● **Aim of the exercise**
With pictures removed, the data below should be returned exactly.

(Saved entries)
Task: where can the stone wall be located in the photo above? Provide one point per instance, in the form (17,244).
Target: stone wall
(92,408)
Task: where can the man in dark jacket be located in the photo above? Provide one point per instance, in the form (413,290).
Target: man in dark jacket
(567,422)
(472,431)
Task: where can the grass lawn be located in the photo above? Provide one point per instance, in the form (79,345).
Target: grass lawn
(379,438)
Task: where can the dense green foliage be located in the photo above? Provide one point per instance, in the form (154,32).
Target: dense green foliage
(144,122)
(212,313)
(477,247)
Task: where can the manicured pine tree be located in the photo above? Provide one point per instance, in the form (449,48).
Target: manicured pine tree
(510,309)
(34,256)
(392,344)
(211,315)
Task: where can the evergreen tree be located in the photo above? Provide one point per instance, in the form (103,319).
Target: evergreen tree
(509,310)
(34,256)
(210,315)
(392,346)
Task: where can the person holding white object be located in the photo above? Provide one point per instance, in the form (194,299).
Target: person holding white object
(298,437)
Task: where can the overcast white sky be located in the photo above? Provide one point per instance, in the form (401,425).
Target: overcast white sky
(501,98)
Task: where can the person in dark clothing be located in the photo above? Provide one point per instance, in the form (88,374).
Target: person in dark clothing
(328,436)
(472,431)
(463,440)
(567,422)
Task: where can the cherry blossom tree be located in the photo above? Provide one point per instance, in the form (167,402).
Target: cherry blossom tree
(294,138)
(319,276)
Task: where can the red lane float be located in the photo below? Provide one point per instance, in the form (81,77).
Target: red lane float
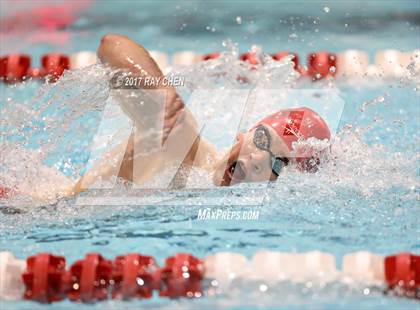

● **Response to the task**
Task: where can the stone wall be located in the photo above? Provide one point per instance, in the form (17,244).
Target: stone wall
(92,408)
Task: where can the man in dark jacket be located in the photo above? Provide one point per instance, in the form (413,290).
Target: man in dark jacket
(567,422)
(472,431)
Task: where can the grass lawn be located in the photo above? Provide one point per instance, in the form (79,345).
Target: grass lawn
(379,438)
Task: where can the dense green foliage be located in the photo above? Provide one point per instance, in the form (154,32).
Target: dense green foliage
(144,122)
(212,313)
(477,247)
Task: where can the manicured pine tree be located in the photo above? Provide one point per instance, in the form (449,48).
Target: manicured pine tree
(510,309)
(34,256)
(392,344)
(211,315)
Task: where can the evergreen tree be located in the photo above? Provide one point per instance, in the form (103,319).
Target: evergreen tree
(509,310)
(34,256)
(210,315)
(392,346)
Task: where can the person holding white object be located in the photo above? Provide one point per instance, in the form (194,299).
Target: person holding white object
(298,437)
Task: where can the overcast white sky be located in the photo above? Provide one point per instance, in the form (401,425).
Target: overcast white sky
(501,98)
Task: where can the person in dark clothing be located in the photo above? Provide one point per instance, in the form (88,374).
Target: person in dark clothing
(328,436)
(472,431)
(463,440)
(567,422)
Task: where can the cherry blossom tree be located in the photo above? Provide one point per instance, in the form (167,402).
Target: cherry blossom tree
(294,138)
(319,276)
Task: where can the red lane float be located in the photo below? Provide one point per instance, in the form (81,77).
Target: red lane float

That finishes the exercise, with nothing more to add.